TLDR; Whey protein concentrates & isolates are synthesized by removing the fat and carbohydrates (mostly lactose) from the 20% residual whey liquid fraction after milk coagulation in the cheesemaking process. It’s weird that in the modern equilibrium many people consume perhaps 25-50% of daily protein from cheese runoff b/c the amino acid composition and structure of these powders are significantly different from meat/fish-based protein (the primary protein source in a human’s ancestral diet). Specifically, the free (not integrated in a polypeptide chain) amino acid profile of these powders may confer negative health effects. One such example is the comparatively high concentration of free glutamate/glutamic acid in hydrolyzed whey, which may actuate excitotoxicity in sufficiently high doses or in people who exhibit MSG intolerance.
It’s curious that whey concentrate and isolate protein sources have become the ‘gold-standard’ for supplementary protein. Of course, the economics make sense: just as the industrial manufacture byproduct fluoride was adopted as means to remineralize teeth via fluorapatite accretion (instead of the ad hoc manufacture of the comparatively safer calcium sodium phosphosilicates and/or hydroxyapatite, which is deserving of a separate tractate because fyi fluoride is a neurotoxin, teratogenic in medium to high doses, probably anti-androgenic, and a bad cariostatic agent given its side effect profile + constitutes a non-consensual pharmacologic intervention in much of the first world), so too is whey peptide isolation a cost-effective way of using a manufacture byproduct as a marketable health intervention.
At a basal level it’s funny to consider that a large fraction of the orthorexic noosphere is taking heaps of cheese run-off as a primary protein source. Beyond being evolutionarily inconsistent (cheese manufacture involves the introduction of rennet, a group of enzymes mostly found in ruminant animal stomachs, to coagulate/curdle milk proteins), the amino acid profile of whey proteins tends to not really approximate the AA profile from direct animal sources (both in muscle tissue and viscera): see below for a comparison to beef protein isolate and collagen as an imperfect proxy. And yes dear reader, I am making an appeal to nature in this line of reasoning, a fallacy that I don’t view as much of a fallacy at all when it comes to dietary intervention.

REQUIRED ACTION -
From the whey protein passage, extract the portion between "At a basal level" and "to dietary intervention.", inclusive. Rely solely on the whey protein passage above.

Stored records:
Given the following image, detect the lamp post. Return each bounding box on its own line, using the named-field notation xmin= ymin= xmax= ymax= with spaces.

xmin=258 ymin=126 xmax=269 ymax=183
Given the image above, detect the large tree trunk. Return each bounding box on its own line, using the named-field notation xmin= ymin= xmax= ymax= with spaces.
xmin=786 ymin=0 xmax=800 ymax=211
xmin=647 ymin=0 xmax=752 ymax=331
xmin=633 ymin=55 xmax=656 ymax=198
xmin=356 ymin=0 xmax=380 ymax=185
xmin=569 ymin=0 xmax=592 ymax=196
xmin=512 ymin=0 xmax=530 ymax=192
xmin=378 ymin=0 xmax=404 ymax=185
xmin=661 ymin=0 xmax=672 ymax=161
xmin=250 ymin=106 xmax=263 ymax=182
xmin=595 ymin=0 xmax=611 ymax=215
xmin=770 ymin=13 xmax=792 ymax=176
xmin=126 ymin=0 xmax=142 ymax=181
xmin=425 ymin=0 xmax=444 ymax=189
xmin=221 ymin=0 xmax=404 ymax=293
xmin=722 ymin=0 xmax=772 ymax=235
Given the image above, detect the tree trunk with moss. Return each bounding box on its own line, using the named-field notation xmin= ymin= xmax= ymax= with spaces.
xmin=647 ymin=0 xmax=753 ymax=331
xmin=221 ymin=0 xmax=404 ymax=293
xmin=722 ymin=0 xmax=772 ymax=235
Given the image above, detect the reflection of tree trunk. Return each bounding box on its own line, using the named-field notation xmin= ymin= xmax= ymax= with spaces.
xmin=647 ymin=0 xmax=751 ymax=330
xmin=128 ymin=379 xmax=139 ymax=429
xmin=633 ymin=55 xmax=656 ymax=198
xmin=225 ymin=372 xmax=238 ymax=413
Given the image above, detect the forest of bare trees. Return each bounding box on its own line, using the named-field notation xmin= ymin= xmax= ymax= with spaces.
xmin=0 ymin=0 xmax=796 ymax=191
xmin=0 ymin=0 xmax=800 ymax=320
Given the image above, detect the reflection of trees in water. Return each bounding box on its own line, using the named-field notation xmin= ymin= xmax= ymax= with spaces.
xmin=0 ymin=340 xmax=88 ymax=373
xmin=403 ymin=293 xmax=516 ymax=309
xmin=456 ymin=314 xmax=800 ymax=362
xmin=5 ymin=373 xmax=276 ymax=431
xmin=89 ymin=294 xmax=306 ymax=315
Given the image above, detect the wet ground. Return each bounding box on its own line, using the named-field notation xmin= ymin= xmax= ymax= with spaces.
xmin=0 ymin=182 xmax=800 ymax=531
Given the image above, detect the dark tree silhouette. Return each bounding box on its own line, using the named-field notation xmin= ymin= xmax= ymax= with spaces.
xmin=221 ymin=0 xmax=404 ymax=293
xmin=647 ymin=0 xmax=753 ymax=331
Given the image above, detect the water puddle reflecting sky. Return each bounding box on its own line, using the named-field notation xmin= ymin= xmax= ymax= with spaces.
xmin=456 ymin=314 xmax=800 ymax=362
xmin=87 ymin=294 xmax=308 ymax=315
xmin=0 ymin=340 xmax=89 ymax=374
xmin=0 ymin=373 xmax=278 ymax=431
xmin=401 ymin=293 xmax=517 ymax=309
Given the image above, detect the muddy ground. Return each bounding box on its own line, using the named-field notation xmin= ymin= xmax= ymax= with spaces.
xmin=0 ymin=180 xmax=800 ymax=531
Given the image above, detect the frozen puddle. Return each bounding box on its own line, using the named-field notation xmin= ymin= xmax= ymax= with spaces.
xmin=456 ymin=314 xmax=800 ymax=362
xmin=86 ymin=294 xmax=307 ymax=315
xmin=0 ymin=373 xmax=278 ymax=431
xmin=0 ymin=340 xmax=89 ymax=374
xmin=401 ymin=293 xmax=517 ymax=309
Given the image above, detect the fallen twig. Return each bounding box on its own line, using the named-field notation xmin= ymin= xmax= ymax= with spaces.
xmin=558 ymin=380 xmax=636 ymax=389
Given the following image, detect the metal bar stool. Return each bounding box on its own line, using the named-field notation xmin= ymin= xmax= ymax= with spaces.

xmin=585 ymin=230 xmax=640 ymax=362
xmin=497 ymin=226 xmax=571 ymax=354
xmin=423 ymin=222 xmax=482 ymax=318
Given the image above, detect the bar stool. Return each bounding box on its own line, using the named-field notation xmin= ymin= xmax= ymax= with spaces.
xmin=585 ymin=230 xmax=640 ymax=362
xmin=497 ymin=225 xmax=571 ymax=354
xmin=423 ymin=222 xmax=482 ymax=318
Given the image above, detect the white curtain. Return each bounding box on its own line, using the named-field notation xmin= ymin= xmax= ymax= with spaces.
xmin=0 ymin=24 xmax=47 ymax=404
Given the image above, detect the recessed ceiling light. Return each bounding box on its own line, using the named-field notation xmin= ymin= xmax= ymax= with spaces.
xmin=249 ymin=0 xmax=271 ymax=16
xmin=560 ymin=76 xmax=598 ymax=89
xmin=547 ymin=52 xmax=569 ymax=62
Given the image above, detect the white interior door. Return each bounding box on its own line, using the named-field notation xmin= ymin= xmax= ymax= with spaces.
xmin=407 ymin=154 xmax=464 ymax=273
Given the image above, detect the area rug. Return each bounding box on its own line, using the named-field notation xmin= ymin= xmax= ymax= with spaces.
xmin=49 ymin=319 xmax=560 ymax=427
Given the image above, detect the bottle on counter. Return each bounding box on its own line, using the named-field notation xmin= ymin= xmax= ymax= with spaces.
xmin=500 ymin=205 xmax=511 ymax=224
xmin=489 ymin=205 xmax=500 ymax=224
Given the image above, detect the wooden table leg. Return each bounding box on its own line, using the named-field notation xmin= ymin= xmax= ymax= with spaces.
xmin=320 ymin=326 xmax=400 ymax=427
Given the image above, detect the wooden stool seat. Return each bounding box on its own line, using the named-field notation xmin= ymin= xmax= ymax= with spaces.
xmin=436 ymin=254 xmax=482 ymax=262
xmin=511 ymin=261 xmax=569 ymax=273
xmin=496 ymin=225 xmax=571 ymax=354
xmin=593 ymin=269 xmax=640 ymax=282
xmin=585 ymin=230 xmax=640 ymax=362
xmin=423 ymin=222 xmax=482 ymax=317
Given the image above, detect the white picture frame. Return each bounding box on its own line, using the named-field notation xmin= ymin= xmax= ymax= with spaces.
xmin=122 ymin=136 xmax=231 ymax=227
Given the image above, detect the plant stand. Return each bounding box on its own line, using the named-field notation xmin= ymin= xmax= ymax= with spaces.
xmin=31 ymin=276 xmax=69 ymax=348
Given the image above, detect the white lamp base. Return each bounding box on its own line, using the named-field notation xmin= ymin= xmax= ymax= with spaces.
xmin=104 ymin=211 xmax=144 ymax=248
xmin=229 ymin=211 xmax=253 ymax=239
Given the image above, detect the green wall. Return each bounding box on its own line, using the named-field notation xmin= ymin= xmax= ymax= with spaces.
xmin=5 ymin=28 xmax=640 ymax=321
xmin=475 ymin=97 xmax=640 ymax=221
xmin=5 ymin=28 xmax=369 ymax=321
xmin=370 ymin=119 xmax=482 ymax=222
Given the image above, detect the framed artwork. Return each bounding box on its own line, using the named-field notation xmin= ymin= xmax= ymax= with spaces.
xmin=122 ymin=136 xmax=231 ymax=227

...

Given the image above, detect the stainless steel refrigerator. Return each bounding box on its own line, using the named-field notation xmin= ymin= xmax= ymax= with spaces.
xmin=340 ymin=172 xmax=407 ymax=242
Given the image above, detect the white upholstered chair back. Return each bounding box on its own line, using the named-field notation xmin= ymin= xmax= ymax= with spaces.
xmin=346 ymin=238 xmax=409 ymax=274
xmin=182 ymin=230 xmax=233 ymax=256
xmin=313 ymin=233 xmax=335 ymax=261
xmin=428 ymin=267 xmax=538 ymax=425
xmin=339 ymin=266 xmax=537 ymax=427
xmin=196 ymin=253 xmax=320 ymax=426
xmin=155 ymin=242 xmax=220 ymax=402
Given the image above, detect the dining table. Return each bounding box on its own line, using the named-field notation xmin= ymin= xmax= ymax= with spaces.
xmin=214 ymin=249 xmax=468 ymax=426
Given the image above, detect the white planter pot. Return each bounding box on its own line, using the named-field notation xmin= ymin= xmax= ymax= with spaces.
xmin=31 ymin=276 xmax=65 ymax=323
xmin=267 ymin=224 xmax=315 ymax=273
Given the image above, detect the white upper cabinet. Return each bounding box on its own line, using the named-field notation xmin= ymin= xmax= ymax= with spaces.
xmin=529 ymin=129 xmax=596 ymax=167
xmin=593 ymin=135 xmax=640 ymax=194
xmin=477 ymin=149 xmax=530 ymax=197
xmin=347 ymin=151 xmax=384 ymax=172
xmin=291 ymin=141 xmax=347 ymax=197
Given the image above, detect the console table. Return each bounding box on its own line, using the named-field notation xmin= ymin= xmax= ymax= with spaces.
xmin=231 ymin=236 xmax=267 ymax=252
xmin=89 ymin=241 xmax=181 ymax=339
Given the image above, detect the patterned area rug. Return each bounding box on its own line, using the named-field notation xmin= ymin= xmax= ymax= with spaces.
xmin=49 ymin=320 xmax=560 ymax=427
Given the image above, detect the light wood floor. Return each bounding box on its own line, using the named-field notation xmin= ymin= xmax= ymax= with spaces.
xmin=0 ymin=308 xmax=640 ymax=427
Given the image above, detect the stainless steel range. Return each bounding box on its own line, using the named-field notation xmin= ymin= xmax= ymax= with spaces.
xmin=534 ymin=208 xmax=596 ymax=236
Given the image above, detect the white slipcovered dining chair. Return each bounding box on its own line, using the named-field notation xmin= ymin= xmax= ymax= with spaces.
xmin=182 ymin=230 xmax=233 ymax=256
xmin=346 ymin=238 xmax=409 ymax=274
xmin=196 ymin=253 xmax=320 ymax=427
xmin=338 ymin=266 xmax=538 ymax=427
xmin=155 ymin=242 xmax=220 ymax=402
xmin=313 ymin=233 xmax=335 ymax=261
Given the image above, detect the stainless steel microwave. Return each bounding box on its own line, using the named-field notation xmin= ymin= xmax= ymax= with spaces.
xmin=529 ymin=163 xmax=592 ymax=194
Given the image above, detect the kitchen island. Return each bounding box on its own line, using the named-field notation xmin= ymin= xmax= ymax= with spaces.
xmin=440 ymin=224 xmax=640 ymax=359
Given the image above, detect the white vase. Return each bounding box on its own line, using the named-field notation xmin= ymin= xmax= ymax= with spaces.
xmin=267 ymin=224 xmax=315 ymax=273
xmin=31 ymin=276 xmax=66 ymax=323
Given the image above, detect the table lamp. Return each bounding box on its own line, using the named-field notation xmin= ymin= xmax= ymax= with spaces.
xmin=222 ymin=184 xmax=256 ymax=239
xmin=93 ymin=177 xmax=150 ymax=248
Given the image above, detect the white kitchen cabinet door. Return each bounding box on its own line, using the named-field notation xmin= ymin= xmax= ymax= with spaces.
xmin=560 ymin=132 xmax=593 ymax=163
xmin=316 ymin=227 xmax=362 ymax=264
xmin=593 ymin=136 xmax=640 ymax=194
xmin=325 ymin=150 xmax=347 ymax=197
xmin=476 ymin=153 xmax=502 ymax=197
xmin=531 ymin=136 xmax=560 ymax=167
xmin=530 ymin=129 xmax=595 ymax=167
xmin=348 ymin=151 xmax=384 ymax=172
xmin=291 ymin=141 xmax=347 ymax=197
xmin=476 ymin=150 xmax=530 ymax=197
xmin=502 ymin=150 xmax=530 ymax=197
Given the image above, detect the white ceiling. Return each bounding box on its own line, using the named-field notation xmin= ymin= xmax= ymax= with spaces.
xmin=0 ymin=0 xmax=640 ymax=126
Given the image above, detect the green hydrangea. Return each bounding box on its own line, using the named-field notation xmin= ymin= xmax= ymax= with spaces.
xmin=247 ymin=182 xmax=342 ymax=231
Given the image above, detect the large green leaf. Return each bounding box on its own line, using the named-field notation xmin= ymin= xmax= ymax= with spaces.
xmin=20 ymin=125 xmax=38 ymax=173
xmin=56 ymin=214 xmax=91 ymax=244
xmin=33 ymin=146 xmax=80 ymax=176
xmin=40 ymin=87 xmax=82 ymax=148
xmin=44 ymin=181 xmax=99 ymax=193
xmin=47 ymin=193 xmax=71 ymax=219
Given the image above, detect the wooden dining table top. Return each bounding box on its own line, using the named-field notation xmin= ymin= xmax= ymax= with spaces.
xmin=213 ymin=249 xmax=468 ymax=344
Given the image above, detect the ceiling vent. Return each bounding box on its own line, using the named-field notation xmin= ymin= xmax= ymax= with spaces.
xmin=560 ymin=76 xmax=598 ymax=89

EXERCISE ANSWER -
At a basal level it’s funny to consider that a large fraction of the orthorexic noosphere is taking heaps of cheese run-off as a primary protein source. Beyond being evolutionarily inconsistent (cheese manufacture involves the introduction of rennet, a group of enzymes mostly found in ruminant animal stomachs, to coagulate/curdle milk proteins), the amino acid profile of whey proteins tends to not really approximate the AA profile from direct animal sources (both in muscle tissue and viscera): see below for a comparison to beef protein isolate and collagen as an imperfect proxy. And yes dear reader, I am making an appeal to nature in this line of reasoning, a fallacy that I don’t view as much of a fallacy at all when it comes to dietary intervention.